■ **Goal of the exercise**
From the line containing "In this picture, where can the rolled" through the last line of the entries, output the text exactly. Pictures stay out.

■ **Exercise input**
──────────────────────────────

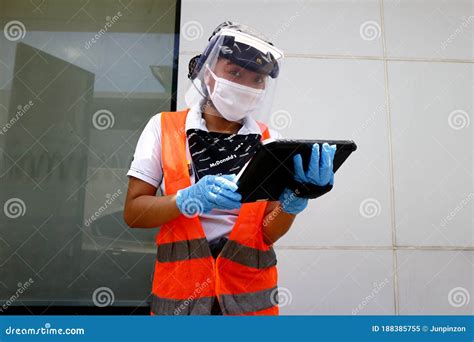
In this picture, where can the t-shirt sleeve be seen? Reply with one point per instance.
(146, 164)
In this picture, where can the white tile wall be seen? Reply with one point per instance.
(395, 235)
(429, 29)
(432, 153)
(435, 282)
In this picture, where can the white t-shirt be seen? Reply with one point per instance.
(147, 166)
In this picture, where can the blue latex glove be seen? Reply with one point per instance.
(320, 172)
(209, 192)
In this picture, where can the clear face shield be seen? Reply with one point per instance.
(235, 77)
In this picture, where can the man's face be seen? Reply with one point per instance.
(226, 69)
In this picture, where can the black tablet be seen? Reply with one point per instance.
(271, 169)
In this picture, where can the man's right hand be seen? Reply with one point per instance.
(208, 193)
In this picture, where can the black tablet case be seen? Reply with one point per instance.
(271, 169)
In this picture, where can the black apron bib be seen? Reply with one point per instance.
(215, 153)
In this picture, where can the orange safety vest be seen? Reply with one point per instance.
(186, 277)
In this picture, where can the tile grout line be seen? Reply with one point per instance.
(396, 293)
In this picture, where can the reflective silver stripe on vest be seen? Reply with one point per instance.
(166, 306)
(183, 250)
(249, 302)
(248, 256)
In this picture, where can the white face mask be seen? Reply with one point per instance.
(234, 101)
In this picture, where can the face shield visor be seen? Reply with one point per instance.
(235, 77)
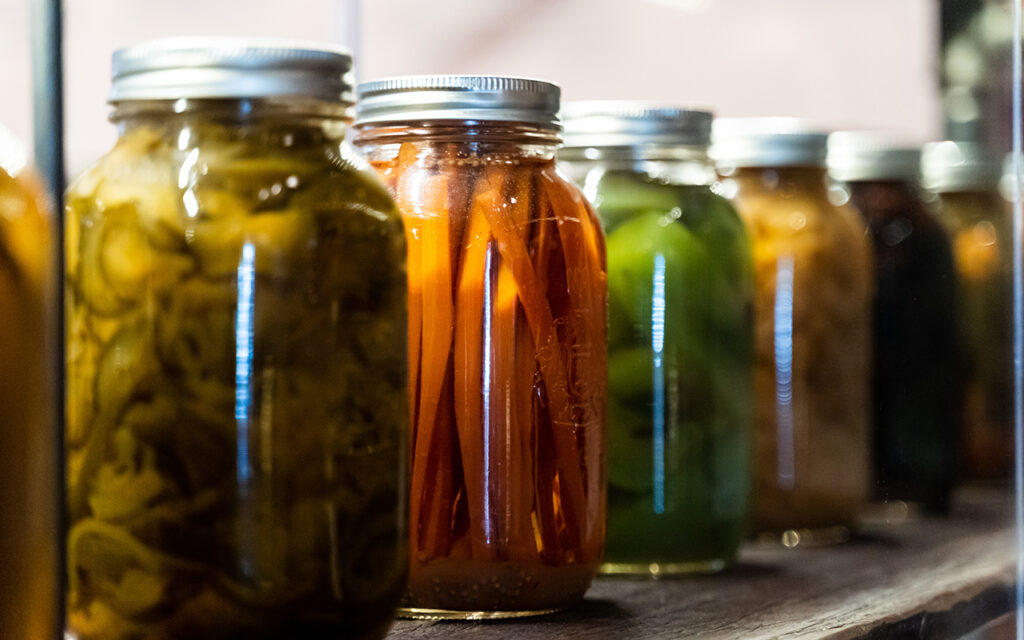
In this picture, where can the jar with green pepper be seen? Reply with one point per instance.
(236, 340)
(680, 336)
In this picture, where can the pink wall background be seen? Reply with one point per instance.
(841, 64)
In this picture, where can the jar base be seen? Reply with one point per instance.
(811, 537)
(663, 569)
(413, 612)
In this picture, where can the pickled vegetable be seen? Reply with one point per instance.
(916, 395)
(812, 304)
(236, 386)
(507, 331)
(680, 361)
(980, 232)
(29, 545)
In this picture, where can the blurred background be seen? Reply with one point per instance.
(918, 67)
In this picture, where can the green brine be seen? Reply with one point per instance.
(680, 337)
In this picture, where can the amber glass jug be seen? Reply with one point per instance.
(29, 545)
(236, 356)
(507, 344)
(812, 311)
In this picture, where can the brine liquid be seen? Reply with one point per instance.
(507, 310)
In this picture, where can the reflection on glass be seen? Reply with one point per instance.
(783, 372)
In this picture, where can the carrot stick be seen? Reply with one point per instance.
(502, 375)
(513, 251)
(521, 384)
(544, 491)
(440, 495)
(473, 273)
(460, 197)
(583, 250)
(424, 210)
(508, 457)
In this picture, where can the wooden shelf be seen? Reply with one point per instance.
(919, 578)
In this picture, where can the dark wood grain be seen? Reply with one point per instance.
(923, 578)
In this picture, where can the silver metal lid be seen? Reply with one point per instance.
(422, 98)
(958, 166)
(767, 142)
(230, 68)
(857, 156)
(627, 123)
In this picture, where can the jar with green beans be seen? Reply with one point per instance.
(680, 337)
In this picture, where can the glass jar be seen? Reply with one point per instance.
(916, 402)
(29, 545)
(507, 344)
(966, 179)
(680, 337)
(236, 356)
(812, 307)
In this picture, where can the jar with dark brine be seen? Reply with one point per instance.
(966, 179)
(507, 344)
(680, 337)
(236, 356)
(813, 280)
(916, 403)
(29, 454)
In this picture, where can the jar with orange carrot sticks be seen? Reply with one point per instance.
(507, 289)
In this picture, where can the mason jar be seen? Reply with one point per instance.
(29, 454)
(237, 370)
(813, 279)
(965, 177)
(507, 344)
(915, 408)
(680, 336)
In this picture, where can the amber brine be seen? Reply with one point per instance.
(507, 345)
(812, 316)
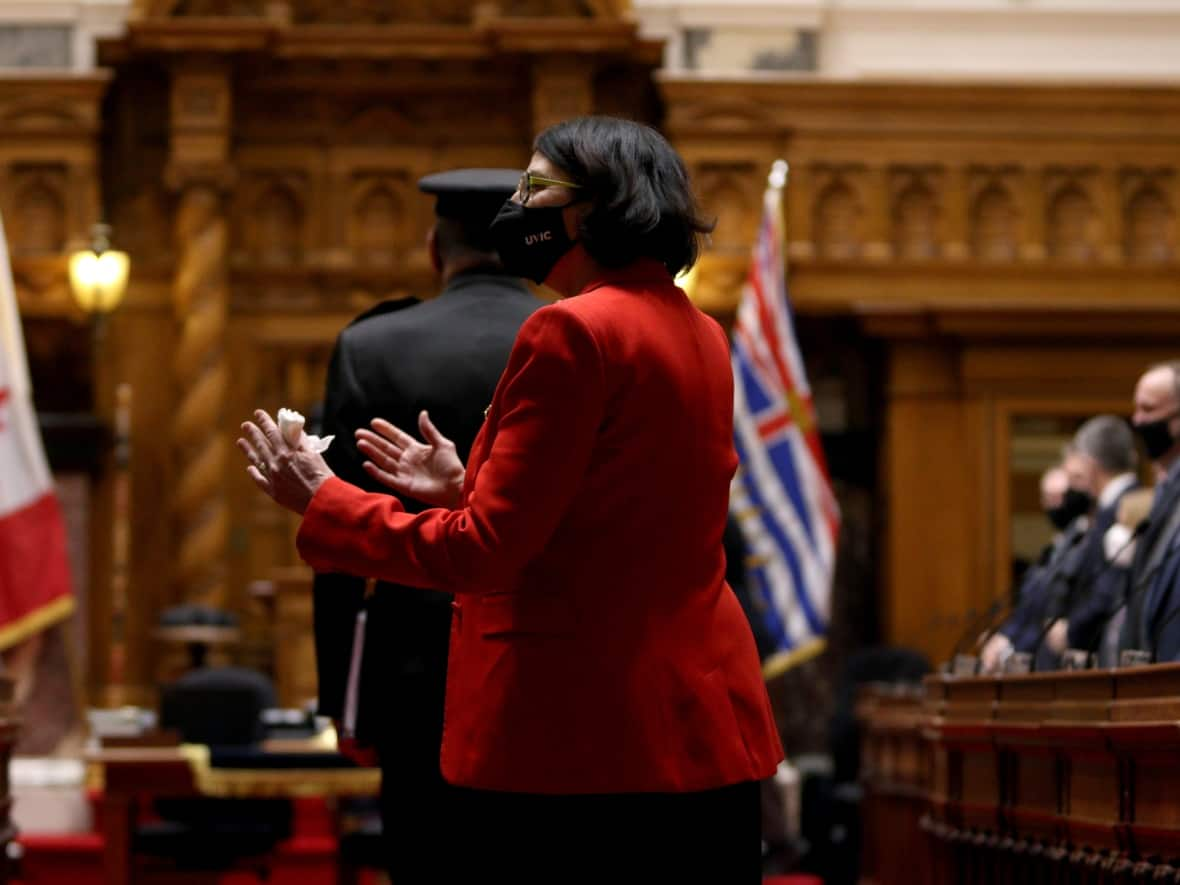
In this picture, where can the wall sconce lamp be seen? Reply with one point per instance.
(98, 275)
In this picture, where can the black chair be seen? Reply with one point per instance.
(831, 802)
(220, 707)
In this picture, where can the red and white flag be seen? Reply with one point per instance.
(34, 569)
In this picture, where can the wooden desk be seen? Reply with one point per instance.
(1057, 777)
(128, 775)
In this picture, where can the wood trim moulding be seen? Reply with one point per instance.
(1023, 111)
(490, 39)
(1018, 320)
(189, 34)
(1020, 288)
(382, 41)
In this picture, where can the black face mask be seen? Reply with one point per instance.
(1060, 517)
(1156, 437)
(1076, 503)
(530, 240)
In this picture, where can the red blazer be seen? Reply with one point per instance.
(595, 647)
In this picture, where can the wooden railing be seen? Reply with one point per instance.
(10, 727)
(1038, 778)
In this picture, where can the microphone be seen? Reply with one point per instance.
(975, 624)
(1059, 574)
(1140, 587)
(1055, 574)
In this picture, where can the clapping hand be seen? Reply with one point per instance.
(430, 472)
(289, 474)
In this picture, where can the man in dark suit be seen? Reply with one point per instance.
(1149, 589)
(402, 359)
(1101, 469)
(1020, 630)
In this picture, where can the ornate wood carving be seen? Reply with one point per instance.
(284, 161)
(725, 191)
(201, 375)
(837, 220)
(562, 87)
(1074, 229)
(200, 143)
(39, 210)
(1149, 231)
(994, 223)
(915, 217)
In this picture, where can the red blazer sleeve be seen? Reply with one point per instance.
(546, 413)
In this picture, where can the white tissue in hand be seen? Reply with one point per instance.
(290, 426)
(1118, 546)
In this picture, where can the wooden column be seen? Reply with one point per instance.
(799, 197)
(926, 479)
(200, 175)
(956, 246)
(1109, 205)
(878, 238)
(1033, 214)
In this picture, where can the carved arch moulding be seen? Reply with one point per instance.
(1149, 224)
(994, 215)
(838, 212)
(271, 218)
(378, 225)
(1073, 222)
(915, 212)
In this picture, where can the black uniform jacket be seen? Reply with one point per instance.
(444, 355)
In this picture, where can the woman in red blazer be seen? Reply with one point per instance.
(603, 695)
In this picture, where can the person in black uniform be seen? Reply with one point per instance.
(431, 365)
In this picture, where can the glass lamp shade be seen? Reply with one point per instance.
(98, 280)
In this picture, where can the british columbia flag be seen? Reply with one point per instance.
(781, 495)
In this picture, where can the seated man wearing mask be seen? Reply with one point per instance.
(1101, 467)
(1147, 594)
(1063, 506)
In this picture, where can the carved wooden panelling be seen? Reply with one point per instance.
(915, 218)
(725, 192)
(838, 221)
(1149, 229)
(451, 12)
(994, 223)
(378, 224)
(1073, 228)
(271, 229)
(38, 224)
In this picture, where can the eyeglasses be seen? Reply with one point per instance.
(525, 187)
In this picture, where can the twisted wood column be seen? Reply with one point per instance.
(201, 375)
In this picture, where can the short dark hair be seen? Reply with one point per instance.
(464, 237)
(1174, 367)
(641, 202)
(1108, 440)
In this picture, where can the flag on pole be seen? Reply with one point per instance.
(781, 495)
(34, 570)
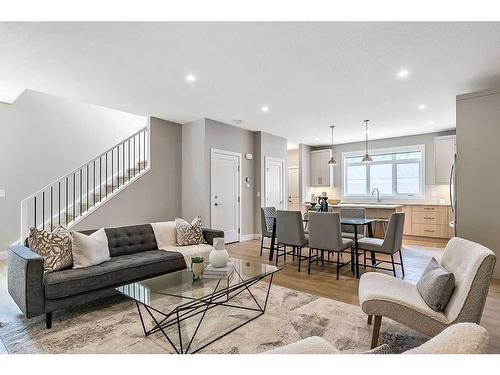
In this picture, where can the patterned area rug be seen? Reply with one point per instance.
(113, 326)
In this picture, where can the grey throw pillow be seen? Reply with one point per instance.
(436, 285)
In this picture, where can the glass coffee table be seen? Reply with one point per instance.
(177, 306)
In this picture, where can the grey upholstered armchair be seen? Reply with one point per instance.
(471, 263)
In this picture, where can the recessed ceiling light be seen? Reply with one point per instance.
(403, 73)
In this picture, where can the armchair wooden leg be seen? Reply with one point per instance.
(48, 320)
(376, 331)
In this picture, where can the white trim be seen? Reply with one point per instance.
(248, 237)
(408, 148)
(284, 176)
(239, 156)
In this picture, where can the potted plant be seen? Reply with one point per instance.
(197, 266)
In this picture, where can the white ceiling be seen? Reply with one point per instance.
(309, 74)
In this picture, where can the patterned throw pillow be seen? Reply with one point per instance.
(189, 234)
(54, 248)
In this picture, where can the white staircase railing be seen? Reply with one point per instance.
(69, 199)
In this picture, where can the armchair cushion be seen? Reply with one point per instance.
(384, 295)
(436, 285)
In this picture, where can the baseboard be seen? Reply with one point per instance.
(248, 237)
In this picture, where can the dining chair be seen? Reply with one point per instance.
(391, 244)
(325, 234)
(290, 232)
(353, 213)
(267, 217)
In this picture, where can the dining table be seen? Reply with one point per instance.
(355, 222)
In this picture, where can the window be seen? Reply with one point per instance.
(394, 172)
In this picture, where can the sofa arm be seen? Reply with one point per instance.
(25, 280)
(210, 234)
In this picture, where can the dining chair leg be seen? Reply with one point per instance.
(402, 266)
(309, 262)
(393, 265)
(376, 331)
(338, 264)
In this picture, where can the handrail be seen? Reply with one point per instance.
(84, 164)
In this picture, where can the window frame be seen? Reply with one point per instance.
(390, 150)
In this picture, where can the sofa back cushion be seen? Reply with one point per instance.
(165, 233)
(131, 239)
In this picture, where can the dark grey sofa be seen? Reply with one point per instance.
(134, 256)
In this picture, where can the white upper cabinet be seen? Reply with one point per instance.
(321, 171)
(444, 156)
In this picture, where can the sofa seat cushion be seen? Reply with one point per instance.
(117, 271)
(192, 250)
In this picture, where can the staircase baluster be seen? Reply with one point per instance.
(67, 207)
(51, 194)
(43, 209)
(59, 203)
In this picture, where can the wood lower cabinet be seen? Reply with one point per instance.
(427, 221)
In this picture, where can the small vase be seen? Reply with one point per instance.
(197, 269)
(218, 256)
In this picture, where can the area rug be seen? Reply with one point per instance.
(113, 326)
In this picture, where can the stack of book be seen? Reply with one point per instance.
(211, 272)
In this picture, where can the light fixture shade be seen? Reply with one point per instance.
(367, 159)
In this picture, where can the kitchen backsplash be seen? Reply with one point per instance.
(433, 195)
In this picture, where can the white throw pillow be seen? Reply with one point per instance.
(89, 250)
(165, 234)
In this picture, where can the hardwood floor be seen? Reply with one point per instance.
(321, 282)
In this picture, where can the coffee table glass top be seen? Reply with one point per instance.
(178, 290)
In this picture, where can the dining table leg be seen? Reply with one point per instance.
(370, 234)
(273, 240)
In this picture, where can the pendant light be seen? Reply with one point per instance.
(332, 161)
(367, 158)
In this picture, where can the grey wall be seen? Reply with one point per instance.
(478, 181)
(426, 139)
(156, 196)
(43, 138)
(195, 177)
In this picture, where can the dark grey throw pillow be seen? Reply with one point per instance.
(436, 285)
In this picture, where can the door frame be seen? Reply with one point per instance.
(284, 199)
(293, 168)
(214, 151)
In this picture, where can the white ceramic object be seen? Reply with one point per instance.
(218, 256)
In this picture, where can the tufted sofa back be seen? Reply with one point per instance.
(131, 239)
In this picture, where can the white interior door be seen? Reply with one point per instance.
(225, 193)
(274, 183)
(293, 189)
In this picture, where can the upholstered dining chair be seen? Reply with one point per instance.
(325, 234)
(353, 213)
(390, 245)
(290, 232)
(472, 265)
(267, 217)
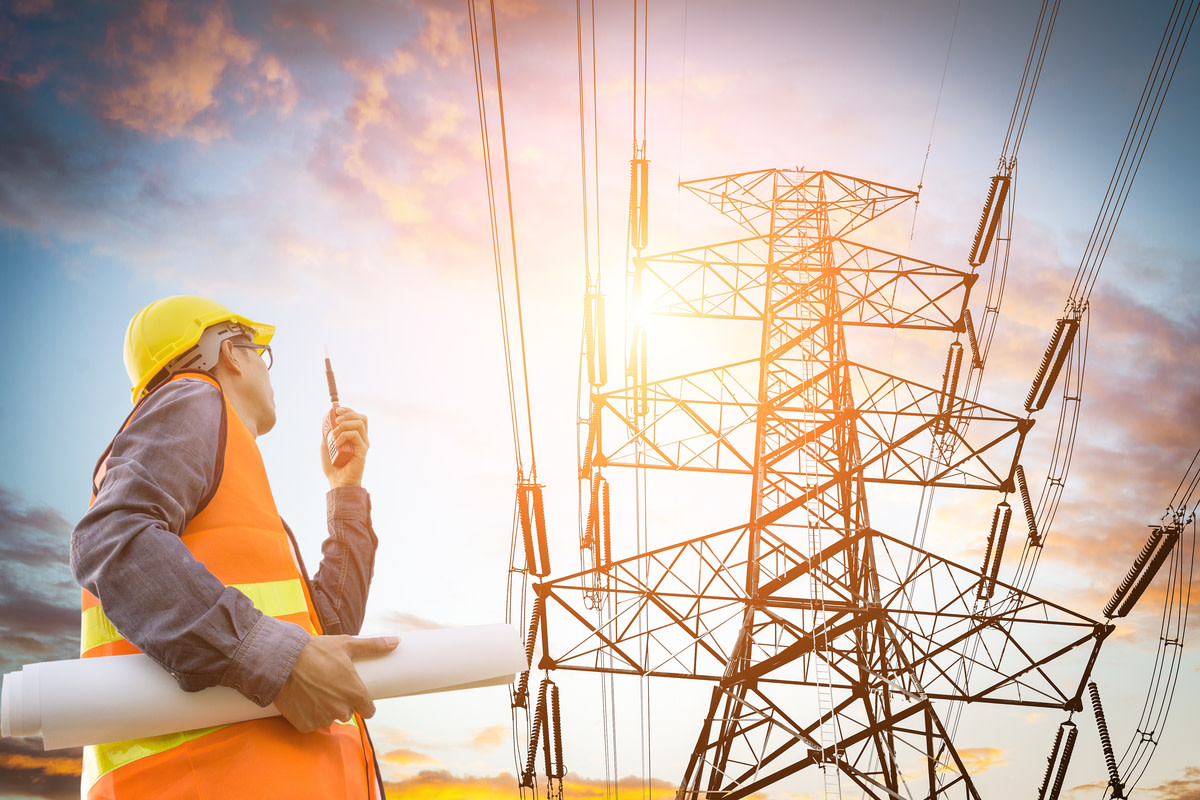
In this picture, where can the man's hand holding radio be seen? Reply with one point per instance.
(349, 427)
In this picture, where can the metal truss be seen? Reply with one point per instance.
(829, 645)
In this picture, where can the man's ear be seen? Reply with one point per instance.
(227, 358)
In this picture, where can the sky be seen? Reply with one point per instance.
(319, 167)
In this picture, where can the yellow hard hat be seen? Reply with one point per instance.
(169, 328)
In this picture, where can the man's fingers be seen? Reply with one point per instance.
(372, 645)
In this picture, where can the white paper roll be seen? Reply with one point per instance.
(94, 701)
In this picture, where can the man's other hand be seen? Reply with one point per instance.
(324, 685)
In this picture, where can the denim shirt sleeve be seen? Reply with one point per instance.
(127, 552)
(340, 588)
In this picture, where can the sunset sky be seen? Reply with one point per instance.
(318, 167)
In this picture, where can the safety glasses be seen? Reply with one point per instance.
(264, 350)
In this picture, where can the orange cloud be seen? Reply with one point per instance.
(443, 786)
(1181, 788)
(406, 757)
(45, 764)
(979, 759)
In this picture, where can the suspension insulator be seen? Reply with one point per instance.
(535, 734)
(533, 528)
(976, 359)
(1102, 727)
(521, 696)
(594, 338)
(639, 202)
(1051, 364)
(989, 221)
(593, 523)
(1059, 761)
(607, 523)
(1023, 489)
(556, 725)
(546, 733)
(1141, 573)
(1000, 522)
(637, 372)
(593, 441)
(949, 388)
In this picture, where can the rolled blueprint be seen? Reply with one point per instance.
(95, 701)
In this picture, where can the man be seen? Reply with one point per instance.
(184, 557)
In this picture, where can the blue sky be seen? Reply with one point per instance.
(317, 167)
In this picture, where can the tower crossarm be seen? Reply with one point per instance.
(754, 198)
(706, 421)
(875, 287)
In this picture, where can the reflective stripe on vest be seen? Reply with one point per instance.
(99, 762)
(241, 540)
(280, 599)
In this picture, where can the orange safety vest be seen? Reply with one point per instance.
(240, 537)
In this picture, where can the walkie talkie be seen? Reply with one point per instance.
(337, 455)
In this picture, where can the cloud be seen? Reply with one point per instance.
(403, 621)
(977, 759)
(441, 785)
(173, 70)
(406, 757)
(25, 770)
(169, 68)
(1186, 787)
(491, 737)
(39, 599)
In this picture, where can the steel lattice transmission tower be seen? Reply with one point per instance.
(829, 644)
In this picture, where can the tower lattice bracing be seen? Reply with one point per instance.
(829, 644)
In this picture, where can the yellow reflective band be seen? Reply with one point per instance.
(273, 597)
(101, 759)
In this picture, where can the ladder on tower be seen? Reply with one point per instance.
(829, 752)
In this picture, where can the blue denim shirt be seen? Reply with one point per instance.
(127, 552)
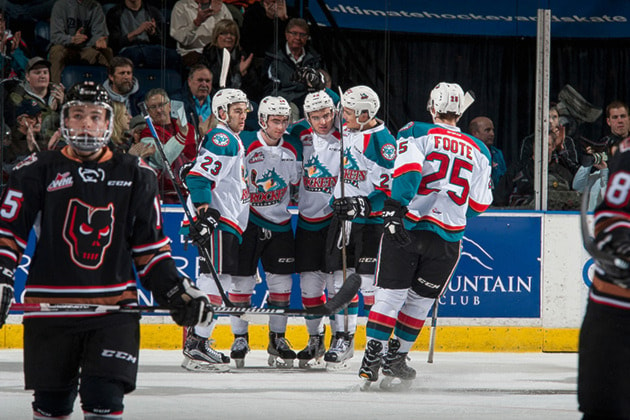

──────────────────────────────

■ **Response to this task**
In this picture, where can the rolled blueprint be seen? Reply with one point per instance.
(95, 701)
In this picture, where can the man be seen? Reply with one point per instance.
(184, 557)
In this picture, where can the blue sky be seen? Reply with one point per instance.
(317, 167)
In this picture, where can the tower crossarm be seen? Reply with one point per instance.
(754, 198)
(706, 421)
(875, 287)
In this picture, where can the reflective stripe on vest be seen? Reply with one point per instance.
(99, 762)
(241, 540)
(280, 599)
In this picture, where can the orange safety vest be seen? Reply with one point per instance.
(240, 537)
In this picture, where can the walkie talkie be seen? Reply with one point per instance.
(337, 455)
In this picture, where can the cloud be seen? Reply with one point per instance.
(403, 621)
(977, 759)
(441, 785)
(173, 70)
(406, 757)
(25, 770)
(169, 68)
(1186, 787)
(491, 737)
(39, 599)
In this picture, where can the steel lattice transmission tower be seen? Reply with one point per instance.
(829, 644)
In this picture, where can the tower lattice bracing be seen? Reply with one point per instance.
(829, 644)
In this picture, where can the yellow reflective band be seen? Reply with one point per instance.
(273, 597)
(101, 759)
In this picture, where can the ladder on tower be seen? Reply with one point per instance.
(829, 752)
In this picture, where can the blue denim shirt be seen? Reply with one point per instance.
(127, 552)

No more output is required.